[start]
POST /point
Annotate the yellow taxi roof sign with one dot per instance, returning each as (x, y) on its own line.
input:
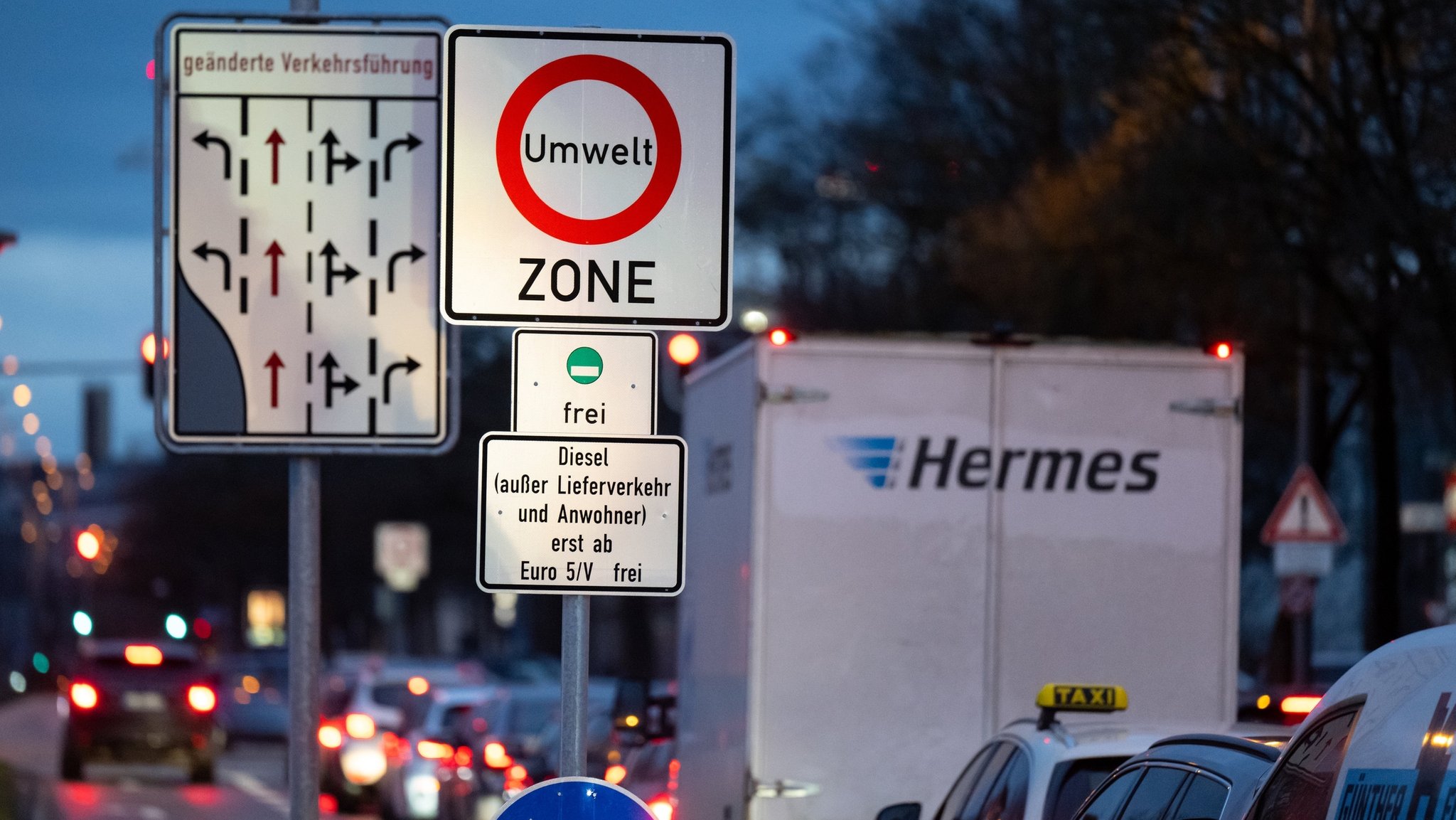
(1082, 698)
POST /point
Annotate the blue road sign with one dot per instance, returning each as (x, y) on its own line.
(575, 799)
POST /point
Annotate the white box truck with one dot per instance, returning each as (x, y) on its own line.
(894, 543)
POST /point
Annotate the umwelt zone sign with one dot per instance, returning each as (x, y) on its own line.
(587, 178)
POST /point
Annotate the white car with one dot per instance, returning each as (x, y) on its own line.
(1043, 770)
(429, 736)
(1379, 743)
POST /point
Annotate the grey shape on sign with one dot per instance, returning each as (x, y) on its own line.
(208, 379)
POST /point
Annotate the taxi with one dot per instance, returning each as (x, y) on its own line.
(1044, 770)
(1379, 743)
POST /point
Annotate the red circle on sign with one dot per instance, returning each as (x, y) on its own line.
(513, 127)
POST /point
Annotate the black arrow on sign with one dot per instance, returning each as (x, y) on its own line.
(348, 162)
(410, 365)
(203, 251)
(415, 254)
(329, 385)
(228, 154)
(348, 272)
(410, 142)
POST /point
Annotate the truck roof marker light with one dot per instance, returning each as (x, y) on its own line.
(781, 337)
(1299, 704)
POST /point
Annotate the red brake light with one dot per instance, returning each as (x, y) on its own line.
(329, 736)
(1299, 704)
(143, 654)
(83, 695)
(358, 725)
(433, 750)
(781, 337)
(201, 698)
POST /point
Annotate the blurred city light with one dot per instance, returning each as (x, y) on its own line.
(683, 348)
(87, 545)
(149, 348)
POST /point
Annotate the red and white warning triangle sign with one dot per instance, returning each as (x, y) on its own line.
(1303, 514)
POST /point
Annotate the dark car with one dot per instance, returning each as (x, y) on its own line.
(141, 703)
(1189, 777)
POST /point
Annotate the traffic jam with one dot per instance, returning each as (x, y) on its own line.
(543, 420)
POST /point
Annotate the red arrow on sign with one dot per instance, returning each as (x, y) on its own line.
(274, 363)
(274, 251)
(276, 140)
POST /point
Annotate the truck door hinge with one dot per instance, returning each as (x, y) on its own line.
(783, 788)
(1219, 408)
(790, 393)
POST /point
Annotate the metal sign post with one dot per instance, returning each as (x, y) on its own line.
(589, 184)
(300, 206)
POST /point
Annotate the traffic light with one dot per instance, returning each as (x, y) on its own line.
(87, 542)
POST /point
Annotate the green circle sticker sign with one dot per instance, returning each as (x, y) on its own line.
(584, 366)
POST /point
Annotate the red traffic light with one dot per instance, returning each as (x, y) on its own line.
(683, 348)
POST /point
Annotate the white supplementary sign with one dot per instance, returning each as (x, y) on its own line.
(401, 554)
(574, 382)
(589, 178)
(304, 216)
(582, 514)
(1303, 514)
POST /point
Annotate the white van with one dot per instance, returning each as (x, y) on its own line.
(1379, 745)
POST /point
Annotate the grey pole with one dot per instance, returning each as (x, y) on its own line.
(575, 632)
(304, 637)
(304, 617)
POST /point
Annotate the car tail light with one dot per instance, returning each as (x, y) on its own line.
(434, 750)
(329, 736)
(358, 725)
(1299, 704)
(496, 756)
(143, 654)
(201, 698)
(83, 695)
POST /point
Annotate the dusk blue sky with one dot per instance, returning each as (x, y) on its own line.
(76, 168)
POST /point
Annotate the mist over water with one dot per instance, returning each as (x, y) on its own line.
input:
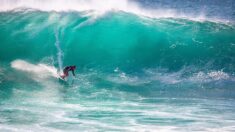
(141, 65)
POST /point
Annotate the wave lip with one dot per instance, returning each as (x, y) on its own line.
(102, 7)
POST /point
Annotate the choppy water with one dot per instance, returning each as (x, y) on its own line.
(142, 66)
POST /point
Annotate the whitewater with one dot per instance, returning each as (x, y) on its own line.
(141, 65)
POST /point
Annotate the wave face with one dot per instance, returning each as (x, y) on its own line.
(118, 39)
(133, 70)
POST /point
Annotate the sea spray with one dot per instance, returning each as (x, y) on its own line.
(59, 52)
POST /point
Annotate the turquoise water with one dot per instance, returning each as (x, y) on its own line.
(134, 73)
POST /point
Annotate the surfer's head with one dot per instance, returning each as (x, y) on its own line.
(74, 67)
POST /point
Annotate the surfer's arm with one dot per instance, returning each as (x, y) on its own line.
(73, 72)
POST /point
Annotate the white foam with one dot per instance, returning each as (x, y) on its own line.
(42, 70)
(98, 6)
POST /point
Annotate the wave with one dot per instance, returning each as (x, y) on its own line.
(117, 39)
(100, 8)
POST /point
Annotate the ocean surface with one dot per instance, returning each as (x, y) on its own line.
(142, 65)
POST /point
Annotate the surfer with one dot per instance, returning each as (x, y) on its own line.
(66, 71)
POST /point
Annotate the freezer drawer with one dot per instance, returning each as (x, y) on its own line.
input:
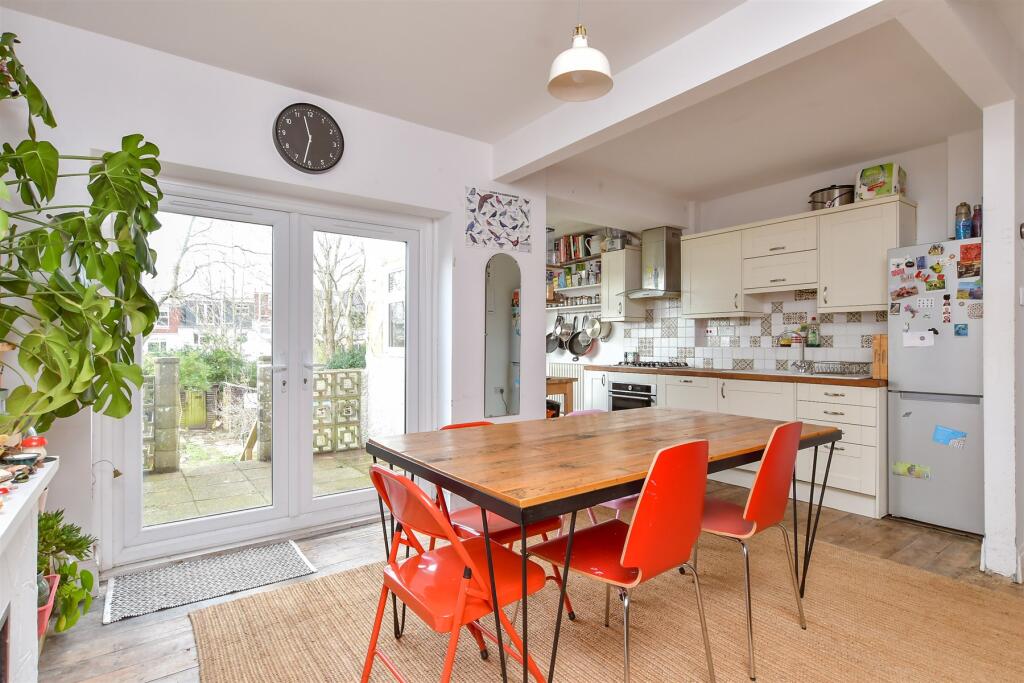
(951, 495)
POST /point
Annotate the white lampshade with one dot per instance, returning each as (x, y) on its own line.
(580, 73)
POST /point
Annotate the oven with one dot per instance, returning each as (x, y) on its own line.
(627, 395)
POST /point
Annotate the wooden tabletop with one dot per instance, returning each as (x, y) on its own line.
(519, 466)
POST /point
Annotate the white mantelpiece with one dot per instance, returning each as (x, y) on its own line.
(18, 528)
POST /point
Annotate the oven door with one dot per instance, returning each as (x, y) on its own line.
(624, 396)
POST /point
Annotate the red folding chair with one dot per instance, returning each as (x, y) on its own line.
(659, 538)
(468, 523)
(765, 508)
(445, 586)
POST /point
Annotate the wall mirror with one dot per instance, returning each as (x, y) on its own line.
(501, 337)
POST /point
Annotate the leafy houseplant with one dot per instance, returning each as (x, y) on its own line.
(71, 297)
(61, 546)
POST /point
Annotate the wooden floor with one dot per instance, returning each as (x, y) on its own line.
(160, 646)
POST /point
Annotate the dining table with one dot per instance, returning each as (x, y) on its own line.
(535, 469)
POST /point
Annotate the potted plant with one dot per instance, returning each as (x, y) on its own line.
(71, 297)
(61, 547)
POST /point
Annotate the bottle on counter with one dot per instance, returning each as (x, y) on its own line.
(963, 224)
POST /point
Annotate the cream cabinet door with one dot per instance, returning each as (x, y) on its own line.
(852, 248)
(713, 275)
(620, 272)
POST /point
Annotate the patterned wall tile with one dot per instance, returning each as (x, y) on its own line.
(806, 295)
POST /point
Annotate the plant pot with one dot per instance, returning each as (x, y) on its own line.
(44, 612)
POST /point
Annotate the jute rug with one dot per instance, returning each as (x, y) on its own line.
(868, 620)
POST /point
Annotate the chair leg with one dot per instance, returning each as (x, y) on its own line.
(704, 623)
(750, 619)
(625, 595)
(793, 575)
(372, 650)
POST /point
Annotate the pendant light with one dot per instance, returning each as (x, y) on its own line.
(580, 73)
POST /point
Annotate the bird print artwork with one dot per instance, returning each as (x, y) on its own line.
(498, 220)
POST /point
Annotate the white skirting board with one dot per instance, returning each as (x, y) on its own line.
(835, 498)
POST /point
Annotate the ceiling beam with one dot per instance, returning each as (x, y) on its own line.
(751, 40)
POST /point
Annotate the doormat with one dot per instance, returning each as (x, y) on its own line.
(193, 581)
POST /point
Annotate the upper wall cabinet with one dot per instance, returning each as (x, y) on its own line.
(620, 273)
(713, 276)
(852, 262)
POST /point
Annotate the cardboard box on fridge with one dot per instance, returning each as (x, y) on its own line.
(881, 180)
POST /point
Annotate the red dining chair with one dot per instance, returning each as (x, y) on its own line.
(765, 509)
(659, 538)
(468, 523)
(444, 587)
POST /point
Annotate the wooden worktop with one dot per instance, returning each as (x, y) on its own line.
(837, 380)
(529, 463)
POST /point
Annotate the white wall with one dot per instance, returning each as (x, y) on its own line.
(211, 123)
(940, 176)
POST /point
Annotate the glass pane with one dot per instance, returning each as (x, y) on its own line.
(358, 354)
(207, 400)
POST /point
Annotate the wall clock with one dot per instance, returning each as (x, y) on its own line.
(308, 138)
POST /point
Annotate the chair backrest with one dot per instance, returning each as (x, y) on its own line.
(463, 425)
(667, 519)
(410, 505)
(770, 492)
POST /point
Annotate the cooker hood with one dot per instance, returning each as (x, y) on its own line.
(659, 274)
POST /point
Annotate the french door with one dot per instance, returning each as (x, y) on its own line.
(284, 341)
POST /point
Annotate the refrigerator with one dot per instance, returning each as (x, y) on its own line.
(935, 385)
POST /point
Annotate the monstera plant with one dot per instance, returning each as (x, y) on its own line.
(74, 245)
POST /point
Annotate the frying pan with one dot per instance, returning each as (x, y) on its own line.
(552, 338)
(579, 344)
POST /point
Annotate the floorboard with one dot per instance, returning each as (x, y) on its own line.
(160, 646)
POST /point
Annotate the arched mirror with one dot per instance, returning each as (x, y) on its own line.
(502, 338)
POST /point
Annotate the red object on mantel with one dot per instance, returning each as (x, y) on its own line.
(43, 613)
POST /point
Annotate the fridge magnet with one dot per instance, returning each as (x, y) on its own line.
(971, 252)
(970, 289)
(910, 470)
(903, 292)
(969, 269)
(497, 220)
(949, 436)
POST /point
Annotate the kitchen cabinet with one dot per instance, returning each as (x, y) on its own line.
(712, 276)
(595, 390)
(620, 273)
(852, 262)
(694, 393)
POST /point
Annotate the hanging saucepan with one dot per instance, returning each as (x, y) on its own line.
(597, 329)
(579, 344)
(564, 333)
(552, 338)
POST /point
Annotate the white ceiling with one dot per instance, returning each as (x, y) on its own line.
(478, 69)
(875, 94)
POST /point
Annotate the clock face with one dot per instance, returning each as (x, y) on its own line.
(308, 138)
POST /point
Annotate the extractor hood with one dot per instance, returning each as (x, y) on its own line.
(659, 275)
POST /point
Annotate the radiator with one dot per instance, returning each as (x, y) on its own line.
(573, 370)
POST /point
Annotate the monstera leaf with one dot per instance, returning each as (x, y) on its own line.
(71, 296)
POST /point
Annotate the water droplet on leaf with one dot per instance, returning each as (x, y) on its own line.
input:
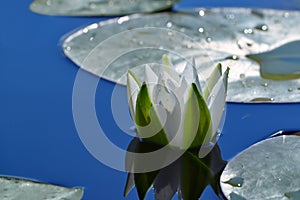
[end]
SHORT EXERCISE → Which lines of the records above contain the string "hood"? Return each of them in full, treating uppercase and lowercase as different.

RESULT FOR THIS EXERCISE →
Annotate the cooker hood with one dot per instance, returning each as (x, y) on its own line.
Annotate the extractor hood with one dot per instance, returning each as (x, y) on its own line.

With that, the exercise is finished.